* START *

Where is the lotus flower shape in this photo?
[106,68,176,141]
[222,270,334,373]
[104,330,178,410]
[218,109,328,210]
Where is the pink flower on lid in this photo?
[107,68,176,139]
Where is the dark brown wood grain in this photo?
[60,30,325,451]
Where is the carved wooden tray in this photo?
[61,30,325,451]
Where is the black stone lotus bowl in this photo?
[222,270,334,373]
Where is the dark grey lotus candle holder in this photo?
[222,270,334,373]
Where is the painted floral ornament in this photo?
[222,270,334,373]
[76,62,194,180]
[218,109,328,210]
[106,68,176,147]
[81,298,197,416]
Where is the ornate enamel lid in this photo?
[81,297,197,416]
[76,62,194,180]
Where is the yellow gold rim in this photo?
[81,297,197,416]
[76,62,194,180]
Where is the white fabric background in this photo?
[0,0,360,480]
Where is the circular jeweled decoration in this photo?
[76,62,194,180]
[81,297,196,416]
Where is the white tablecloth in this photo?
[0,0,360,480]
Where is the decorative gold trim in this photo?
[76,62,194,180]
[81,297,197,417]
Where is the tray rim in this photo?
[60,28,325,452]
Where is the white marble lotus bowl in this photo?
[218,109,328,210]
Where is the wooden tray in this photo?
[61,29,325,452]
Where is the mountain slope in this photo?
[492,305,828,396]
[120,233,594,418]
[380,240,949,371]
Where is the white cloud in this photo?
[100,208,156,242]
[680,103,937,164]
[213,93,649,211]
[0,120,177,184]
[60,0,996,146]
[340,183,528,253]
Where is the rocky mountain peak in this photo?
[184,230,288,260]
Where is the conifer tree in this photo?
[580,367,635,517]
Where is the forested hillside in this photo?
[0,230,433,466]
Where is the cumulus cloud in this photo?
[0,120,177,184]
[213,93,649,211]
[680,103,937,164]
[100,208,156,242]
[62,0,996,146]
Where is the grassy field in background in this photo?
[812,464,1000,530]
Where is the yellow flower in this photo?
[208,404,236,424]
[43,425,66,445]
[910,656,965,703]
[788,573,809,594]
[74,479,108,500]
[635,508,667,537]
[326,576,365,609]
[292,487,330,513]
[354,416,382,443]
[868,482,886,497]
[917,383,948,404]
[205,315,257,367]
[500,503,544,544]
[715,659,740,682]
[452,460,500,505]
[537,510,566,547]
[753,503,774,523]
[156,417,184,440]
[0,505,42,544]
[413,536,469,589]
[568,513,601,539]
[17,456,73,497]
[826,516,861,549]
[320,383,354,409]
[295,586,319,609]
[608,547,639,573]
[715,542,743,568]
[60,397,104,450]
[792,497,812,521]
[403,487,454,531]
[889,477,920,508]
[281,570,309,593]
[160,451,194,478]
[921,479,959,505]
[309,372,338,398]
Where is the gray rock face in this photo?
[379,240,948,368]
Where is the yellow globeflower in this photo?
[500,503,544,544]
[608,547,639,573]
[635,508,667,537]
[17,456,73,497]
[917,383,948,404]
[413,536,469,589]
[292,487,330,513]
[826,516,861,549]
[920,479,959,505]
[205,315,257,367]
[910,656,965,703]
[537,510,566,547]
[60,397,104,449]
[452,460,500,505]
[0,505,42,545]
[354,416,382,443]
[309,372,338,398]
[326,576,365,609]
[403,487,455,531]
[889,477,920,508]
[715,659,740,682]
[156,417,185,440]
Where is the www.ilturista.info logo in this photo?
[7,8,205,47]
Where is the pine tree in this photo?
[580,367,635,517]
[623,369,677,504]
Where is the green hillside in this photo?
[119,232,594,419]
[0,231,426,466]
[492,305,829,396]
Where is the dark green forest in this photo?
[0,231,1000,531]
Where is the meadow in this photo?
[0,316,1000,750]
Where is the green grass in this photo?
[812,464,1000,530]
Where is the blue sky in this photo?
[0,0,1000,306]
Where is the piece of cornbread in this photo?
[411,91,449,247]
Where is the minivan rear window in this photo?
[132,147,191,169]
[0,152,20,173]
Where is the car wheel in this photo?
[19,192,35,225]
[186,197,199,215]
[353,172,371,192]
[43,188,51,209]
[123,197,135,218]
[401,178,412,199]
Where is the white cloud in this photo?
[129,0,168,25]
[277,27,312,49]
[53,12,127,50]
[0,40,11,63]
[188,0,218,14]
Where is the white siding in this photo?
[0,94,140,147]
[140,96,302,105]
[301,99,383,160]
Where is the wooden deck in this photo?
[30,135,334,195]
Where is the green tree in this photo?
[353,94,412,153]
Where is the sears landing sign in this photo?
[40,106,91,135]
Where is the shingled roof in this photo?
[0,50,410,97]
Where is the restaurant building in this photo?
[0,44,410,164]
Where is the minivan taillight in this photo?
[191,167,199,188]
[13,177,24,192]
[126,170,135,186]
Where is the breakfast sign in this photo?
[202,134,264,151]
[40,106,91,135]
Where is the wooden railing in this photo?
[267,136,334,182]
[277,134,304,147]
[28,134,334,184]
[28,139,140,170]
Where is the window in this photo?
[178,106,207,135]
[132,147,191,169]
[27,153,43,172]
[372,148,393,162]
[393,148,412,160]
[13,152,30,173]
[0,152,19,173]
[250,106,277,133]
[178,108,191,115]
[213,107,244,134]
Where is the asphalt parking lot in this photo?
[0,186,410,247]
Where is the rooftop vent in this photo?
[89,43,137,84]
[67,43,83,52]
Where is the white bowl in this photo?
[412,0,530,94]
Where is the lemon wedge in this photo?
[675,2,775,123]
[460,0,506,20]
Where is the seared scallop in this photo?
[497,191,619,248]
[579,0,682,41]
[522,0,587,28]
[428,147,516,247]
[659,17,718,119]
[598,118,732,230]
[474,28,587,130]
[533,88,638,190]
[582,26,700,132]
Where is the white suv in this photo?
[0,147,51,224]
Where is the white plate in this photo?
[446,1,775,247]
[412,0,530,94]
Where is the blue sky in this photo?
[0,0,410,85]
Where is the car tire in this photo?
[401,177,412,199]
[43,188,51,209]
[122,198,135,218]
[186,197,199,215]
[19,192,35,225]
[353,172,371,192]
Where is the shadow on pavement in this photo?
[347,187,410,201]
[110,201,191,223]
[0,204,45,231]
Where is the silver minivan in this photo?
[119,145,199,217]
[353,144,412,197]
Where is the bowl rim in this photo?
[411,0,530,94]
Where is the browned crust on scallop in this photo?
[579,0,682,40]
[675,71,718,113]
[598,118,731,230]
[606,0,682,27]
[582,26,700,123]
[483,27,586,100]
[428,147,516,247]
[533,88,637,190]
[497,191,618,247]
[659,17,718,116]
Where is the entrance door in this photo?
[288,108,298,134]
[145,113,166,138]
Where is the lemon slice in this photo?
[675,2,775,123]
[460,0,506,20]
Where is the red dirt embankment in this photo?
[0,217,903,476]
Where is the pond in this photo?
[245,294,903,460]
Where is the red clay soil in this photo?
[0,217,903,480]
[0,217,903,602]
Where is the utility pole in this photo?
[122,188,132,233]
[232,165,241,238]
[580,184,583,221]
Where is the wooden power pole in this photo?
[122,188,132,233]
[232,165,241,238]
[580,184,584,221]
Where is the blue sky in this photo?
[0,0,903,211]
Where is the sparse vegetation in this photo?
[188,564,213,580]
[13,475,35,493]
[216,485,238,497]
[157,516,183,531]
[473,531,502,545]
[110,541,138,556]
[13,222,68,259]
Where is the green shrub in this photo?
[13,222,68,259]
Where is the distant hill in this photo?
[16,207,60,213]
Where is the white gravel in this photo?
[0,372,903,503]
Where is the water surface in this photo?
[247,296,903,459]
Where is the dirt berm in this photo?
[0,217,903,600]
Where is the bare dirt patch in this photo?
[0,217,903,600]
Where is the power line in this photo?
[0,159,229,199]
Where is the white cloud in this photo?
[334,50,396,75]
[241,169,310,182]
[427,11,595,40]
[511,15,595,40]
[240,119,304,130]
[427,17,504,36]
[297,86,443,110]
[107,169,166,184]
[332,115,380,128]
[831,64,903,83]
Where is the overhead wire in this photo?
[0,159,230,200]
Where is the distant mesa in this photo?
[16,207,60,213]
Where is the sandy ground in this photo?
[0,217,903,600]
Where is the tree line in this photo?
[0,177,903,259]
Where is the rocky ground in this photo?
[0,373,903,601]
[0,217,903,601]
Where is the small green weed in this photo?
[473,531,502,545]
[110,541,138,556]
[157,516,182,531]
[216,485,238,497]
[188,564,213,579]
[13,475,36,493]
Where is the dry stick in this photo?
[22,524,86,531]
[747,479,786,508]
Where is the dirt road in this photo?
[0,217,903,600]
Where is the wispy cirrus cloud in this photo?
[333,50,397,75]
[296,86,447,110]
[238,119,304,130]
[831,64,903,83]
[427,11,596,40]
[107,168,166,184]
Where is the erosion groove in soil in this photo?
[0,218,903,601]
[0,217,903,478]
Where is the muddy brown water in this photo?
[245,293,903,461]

* END *

*PROBLEM TO WORK ON*. Scale the lines from the one containing "Where is the browned" through the one containing "[247,296,903,459]", both included: write out every line again, including the lines with no brackets, and multiply each bounding-box coordinate by 2.5, rounding to whole numbers with halves rounded up.

*EXERCISE RESULT*.
Where is the browned crust on scallop in this photo?
[1448,0,1705,100]
[1688,178,1795,283]
[1495,295,1828,575]
[1515,0,1705,68]
[1455,65,1750,308]
[1208,68,1465,250]
[1070,368,1290,618]
[1333,220,1593,475]
[1243,478,1545,618]
[1648,43,1795,290]
Where is the entrance door in this photo?
[720,270,745,335]
[363,283,415,345]
Where is the lemon slice in this photo?
[1688,5,1938,308]
[1150,0,1265,50]
Where is the red dirt embankment in this photo?
[0,543,2258,1190]
Where is the pond in this photo?
[613,735,2258,1150]
Where is the red clay soil in this photo?
[0,543,2258,1200]
[0,543,2258,1505]
Where is the utility pole in this photo?
[305,470,330,583]
[580,413,603,595]
[1450,460,1458,553]
Where is the wooden power pole in this photo?
[305,470,330,583]
[580,413,603,595]
[1450,460,1460,553]
Where is the blue sky in this photo?
[0,0,2258,528]
Where is the sparse vegetation in this photo?
[470,1410,533,1450]
[33,1188,88,1233]
[540,1213,595,1243]
[393,1290,458,1328]
[1183,1328,1255,1363]
[275,1353,345,1390]
[33,555,170,648]
Where is the green shrub in this photo?
[33,555,170,648]
Where is the distant hill in this photo?
[40,518,150,533]
Where is the white gravel in this photo?
[0,930,2258,1258]
Where is the water surface in this photo?
[618,740,2258,1148]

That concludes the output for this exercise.